— start of Materials provided —

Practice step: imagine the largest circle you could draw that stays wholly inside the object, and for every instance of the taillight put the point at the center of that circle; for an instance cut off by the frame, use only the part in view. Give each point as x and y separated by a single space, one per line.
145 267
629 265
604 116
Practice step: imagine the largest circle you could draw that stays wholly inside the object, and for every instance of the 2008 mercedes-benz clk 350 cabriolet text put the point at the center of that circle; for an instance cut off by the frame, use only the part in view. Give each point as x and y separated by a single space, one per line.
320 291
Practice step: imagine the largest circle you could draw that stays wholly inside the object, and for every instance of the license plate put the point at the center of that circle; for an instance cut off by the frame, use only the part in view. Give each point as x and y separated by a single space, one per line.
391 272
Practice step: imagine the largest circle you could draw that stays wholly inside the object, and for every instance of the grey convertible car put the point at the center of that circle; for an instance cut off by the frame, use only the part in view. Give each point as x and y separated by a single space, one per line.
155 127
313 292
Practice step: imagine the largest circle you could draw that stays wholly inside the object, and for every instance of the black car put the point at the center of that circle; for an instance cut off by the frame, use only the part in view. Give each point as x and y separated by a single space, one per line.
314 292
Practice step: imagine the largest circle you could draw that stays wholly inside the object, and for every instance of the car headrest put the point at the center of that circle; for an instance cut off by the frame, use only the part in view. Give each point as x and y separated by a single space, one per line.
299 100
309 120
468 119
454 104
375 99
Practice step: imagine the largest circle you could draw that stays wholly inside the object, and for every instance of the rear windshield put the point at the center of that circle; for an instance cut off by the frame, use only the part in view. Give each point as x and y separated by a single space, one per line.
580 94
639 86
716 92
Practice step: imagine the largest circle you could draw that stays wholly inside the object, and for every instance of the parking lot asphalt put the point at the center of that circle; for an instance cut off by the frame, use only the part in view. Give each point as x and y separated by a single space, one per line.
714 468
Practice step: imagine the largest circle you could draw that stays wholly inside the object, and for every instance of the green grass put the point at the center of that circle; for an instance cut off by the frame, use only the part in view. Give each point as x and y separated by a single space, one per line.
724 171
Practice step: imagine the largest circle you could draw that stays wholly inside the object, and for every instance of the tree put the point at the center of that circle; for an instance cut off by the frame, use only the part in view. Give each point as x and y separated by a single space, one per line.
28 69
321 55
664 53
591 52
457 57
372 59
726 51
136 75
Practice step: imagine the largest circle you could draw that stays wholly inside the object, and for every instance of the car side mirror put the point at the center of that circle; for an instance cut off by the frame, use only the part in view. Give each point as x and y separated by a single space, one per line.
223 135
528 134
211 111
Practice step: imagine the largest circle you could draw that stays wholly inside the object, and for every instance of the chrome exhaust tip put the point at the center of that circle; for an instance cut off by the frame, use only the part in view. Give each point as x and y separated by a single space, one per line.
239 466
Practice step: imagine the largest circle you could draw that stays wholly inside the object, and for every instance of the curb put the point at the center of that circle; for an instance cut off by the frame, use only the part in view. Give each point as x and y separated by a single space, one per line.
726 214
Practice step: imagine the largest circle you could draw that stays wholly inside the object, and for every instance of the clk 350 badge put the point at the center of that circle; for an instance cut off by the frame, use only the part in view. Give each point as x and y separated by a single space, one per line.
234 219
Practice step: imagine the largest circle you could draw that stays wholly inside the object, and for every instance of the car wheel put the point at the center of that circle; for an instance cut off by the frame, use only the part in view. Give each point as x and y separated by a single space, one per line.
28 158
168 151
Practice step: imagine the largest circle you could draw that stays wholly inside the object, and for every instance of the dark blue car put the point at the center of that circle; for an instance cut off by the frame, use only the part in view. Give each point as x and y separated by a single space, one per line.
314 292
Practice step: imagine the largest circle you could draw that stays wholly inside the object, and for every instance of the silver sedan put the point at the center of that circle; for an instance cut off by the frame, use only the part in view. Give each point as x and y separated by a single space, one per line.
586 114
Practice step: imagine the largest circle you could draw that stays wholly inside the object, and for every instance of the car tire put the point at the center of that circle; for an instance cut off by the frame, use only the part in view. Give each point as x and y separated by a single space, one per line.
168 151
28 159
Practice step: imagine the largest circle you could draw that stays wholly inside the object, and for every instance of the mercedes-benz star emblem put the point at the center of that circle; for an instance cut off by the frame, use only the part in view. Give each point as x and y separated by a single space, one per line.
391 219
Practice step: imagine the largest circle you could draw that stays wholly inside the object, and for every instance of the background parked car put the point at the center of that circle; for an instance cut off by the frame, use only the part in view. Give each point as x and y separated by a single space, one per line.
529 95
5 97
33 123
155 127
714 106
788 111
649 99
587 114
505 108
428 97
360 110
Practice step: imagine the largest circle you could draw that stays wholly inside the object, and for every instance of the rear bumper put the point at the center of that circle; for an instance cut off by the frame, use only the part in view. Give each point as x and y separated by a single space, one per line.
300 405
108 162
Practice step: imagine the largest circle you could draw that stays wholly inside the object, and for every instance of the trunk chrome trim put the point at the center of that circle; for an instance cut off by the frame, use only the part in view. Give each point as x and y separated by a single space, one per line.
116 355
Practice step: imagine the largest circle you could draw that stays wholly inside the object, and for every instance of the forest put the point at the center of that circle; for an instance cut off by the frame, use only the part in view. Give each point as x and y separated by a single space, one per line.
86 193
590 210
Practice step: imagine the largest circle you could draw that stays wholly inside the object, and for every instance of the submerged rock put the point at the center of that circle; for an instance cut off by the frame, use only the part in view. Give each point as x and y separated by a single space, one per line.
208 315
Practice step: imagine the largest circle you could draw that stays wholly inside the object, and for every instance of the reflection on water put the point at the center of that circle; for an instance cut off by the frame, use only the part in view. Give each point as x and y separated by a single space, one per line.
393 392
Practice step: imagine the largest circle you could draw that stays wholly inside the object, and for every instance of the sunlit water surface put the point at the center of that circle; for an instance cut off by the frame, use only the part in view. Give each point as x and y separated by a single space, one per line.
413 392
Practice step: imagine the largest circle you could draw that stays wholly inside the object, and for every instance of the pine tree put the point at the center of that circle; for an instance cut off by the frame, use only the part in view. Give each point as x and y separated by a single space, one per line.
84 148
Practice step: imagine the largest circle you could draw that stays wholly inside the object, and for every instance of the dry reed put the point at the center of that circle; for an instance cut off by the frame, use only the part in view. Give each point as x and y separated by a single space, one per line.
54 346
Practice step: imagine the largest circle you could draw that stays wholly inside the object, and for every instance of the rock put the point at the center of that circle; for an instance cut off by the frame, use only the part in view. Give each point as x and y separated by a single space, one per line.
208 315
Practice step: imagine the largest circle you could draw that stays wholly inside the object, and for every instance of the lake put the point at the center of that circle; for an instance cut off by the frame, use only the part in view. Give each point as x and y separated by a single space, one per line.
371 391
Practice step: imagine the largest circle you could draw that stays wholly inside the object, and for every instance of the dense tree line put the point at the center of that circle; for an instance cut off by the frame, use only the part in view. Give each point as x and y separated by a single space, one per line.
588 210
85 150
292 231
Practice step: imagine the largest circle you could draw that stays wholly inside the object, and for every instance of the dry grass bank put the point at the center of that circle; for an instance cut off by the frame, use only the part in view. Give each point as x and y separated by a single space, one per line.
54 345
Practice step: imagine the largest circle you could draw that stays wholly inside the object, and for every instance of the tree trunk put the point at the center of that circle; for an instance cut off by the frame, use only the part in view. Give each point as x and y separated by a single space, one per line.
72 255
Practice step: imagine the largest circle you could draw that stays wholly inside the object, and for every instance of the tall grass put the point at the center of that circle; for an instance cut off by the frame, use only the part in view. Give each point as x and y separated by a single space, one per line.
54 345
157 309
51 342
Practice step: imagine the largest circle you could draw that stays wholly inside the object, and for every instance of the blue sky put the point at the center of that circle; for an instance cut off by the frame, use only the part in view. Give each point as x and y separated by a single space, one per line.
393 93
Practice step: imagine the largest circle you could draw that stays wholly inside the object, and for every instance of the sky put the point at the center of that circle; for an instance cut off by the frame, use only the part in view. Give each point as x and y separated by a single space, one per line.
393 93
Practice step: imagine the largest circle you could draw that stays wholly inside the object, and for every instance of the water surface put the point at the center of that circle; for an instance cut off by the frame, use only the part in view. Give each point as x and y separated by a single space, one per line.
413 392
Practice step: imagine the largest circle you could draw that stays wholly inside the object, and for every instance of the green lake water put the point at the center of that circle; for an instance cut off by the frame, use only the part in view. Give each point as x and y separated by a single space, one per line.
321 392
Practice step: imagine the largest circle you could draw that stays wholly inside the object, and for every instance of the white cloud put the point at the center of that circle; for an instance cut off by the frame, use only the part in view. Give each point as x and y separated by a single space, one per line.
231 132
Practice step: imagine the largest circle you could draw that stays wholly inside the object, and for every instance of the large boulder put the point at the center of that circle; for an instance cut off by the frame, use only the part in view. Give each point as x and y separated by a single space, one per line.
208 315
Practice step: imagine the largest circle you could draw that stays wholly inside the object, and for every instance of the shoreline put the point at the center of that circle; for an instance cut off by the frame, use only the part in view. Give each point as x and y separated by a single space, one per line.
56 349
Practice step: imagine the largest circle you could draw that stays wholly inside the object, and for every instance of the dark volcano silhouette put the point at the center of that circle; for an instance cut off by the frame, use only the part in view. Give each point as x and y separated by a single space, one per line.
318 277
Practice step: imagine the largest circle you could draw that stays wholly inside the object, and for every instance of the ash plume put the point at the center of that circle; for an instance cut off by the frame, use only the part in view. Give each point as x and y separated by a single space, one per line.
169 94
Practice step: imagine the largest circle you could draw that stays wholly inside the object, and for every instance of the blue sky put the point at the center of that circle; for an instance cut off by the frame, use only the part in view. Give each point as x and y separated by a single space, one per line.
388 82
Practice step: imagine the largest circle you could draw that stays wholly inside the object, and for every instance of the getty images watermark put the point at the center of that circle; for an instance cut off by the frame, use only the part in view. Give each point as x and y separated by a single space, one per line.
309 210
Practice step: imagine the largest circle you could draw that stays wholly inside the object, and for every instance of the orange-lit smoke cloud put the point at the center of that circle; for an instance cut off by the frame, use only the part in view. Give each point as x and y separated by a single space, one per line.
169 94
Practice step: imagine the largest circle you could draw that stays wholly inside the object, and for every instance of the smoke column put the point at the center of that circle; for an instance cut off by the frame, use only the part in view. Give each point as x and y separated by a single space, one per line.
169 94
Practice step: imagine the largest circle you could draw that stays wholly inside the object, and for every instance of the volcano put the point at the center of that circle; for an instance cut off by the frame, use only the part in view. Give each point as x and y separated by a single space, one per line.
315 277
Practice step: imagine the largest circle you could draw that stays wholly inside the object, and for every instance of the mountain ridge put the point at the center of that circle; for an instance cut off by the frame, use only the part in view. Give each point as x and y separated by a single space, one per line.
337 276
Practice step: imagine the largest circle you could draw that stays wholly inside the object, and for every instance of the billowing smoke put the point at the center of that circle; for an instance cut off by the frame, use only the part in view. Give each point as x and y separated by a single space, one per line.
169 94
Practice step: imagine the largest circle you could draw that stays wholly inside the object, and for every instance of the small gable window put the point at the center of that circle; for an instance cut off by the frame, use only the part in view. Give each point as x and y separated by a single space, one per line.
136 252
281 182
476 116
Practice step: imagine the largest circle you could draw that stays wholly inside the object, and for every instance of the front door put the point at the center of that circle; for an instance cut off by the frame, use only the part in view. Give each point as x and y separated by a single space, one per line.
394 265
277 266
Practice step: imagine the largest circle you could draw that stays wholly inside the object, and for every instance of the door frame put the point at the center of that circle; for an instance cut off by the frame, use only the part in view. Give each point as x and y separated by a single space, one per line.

— end of Materials provided —

• _The request_
Give again the lines from the line holding "of the volcano" through the close of the listing, both included, exactly as written and with nothing else.

• _Output below_
Practice step: imagine the largest circle you could draw that stays wholly inside the object, and for every instance of the volcano put the point at the center of that circle; for an instance cut off by the frame, use only the part in view. Give each point as x and y separated by a single space, one per line.
315 277
Practice step: imagine the largest circle you could draw that stays wholly inside the object, and for every instance of the mountain ridge put the point at the center of that circle; for an instance cut off by the frame, use only the part in view. Give each point as x and y separated by a single space, one per line.
337 276
Practice step: imagine the largest circle you could draw that stays wholly inside the object, and for every instance of the billowing smoke put the point at the center of that circle; for an instance cut off by the frame, use only the part in view. Give each point as x and y separated by a single space, one per line.
169 94
Practice step: imagine the largest circle you could draw that stays wholly inside the object, and for every instance of the small gable window put the point at the center of that circle; for an instance cut off by the frame, use only the part in view. Give each point as x and y separated by a single space, one per line.
136 252
281 182
476 116
Practice step: imagine the largest circle you could draw that stays wholly inside the object, and for every instance of the front door put the point at the center of that circle; for an instance cut off by the frame, use only the part in view. Give each point as x and y separated by a single space, one per line.
394 265
277 266
Practice step: imagine the largest circle you could draw that stays wholly inside the object, and for every instance of the door frame put the point at the center of that circle; for an instance cut off by the frame, use only the part in view. Give each point as x and y separated by a single space, one per line.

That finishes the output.